* _EXCERPT PROVIDED_:

####

The reason for this surge in activity is the recent decline in mortgage rates, which began in early August after indications that the Federal Reserve plans to cut benchmark interest rates in the near future. According to Laurie Goodman, a housing finance policy fellow at the Urban Institute, mortgage rates reflect the market’s expectations of the Fed’s actions. In other words, the anticipation of future rate cuts by the Fed is already reflected in today’s mortgage rates, which are currently around 6.5% for a 30-year fixed rate loan.

As a result, when mortgage rates started to fall earlier this month, some homeowners took advantage of the opportunity. However, Goodman notes that this group is relatively small and likely consists of homeowners who purchased their homes last year when rates were at their highest point in decades.

“Remember, at the peak, mortgage rates were getting close to 8%,” Goodman tells Money. “Having an opportunity to lock in 6.5% seems like a good deal relative to that.”

But is now a good time for everyone to refinance their mortgage? Not necessarily. While the recent surge in refinancing may seem significant, Goodman explains that it may be exaggerated.

“Overall, applications are very, very low,” she says. “Being up 118% off of a really low number is still a really low number.” This is because the majority of homeowners already have interest rates lower than today’s rates. According to data from the Urban Institute, over 88% of homeowners with outstanding mortgages have a rate below 6% as of July.

In fact, the largest share of homeowners, 26%, have a rate of 3% or lower. These homeowners likely took advantage of the historically low rates during the pandemic. At one point in 2021, rates even remained below 3% for several months, according to data from Freddie Mac. Goodman describes this period as a “once in a lifetime opportunity.” These homeowners are unlikely to refinance anytime soon, if ever.

However, the remaining homeowners typically have mortgage rates between 3% and 5%. Given the current rates, it may not make financial sense for them to refinance at this time. Even for the 11% of homeowners with rates at 6% or higher, it’s important to carefully consider whether refinancing is a wise decision.

Goodman suggests a rough rule of thumb: It’s usually only worth refinancing if you can secure a new rate that is at least 0.75 percentage points lower than your current one. For example, if you currently have a 6.5% mortgage rate, it may be worth considering refinancing if you can get a rate of 5.75% or lower.

####

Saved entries
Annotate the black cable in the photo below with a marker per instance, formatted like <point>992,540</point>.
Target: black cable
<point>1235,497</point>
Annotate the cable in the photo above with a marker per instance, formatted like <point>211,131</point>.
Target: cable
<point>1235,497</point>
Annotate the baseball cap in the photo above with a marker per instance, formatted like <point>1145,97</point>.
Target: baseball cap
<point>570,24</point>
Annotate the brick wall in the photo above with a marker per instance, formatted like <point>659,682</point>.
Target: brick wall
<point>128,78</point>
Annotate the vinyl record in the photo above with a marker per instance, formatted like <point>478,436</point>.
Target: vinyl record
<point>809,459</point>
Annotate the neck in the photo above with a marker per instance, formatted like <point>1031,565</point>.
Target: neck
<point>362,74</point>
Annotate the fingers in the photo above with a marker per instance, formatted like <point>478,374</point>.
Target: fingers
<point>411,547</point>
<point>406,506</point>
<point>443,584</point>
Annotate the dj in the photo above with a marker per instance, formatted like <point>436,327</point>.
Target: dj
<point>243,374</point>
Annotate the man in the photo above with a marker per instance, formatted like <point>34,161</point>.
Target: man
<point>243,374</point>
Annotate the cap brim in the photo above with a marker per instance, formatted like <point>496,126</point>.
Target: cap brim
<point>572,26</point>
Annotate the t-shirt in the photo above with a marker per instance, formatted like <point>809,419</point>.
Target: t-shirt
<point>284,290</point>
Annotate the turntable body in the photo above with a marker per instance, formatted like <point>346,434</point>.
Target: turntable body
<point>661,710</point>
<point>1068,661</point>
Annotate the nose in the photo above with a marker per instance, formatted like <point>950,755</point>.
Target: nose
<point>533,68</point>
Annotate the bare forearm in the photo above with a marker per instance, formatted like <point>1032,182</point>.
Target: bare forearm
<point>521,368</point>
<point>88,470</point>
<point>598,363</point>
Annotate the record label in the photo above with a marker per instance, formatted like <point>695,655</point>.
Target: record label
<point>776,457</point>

####

* _WORK TO COMPLETE_: In the passage on mortgage refinancing, rewrite everything from "However, the remaining" down to "5.75% or lower.", substituting "guideline" for "rule of thumb". The saved entries play no part in this work.

* _REPLY_:
However, the remaining homeowners typically have mortgage rates between 3% and 5%. Given the current rates, it may not make financial sense for them to refinance at this time. Even for the 11% of homeowners with rates at 6% or higher, it’s important to carefully consider whether refinancing is a wise decision.

Goodman suggests a rough guideline: It’s usually only worth refinancing if you can secure a new rate that is at least 0.75 percentage points lower than your current one. For example, if you currently have a 6.5% mortgage rate, it may be worth considering refinancing if you can get a rate of 5.75% or lower.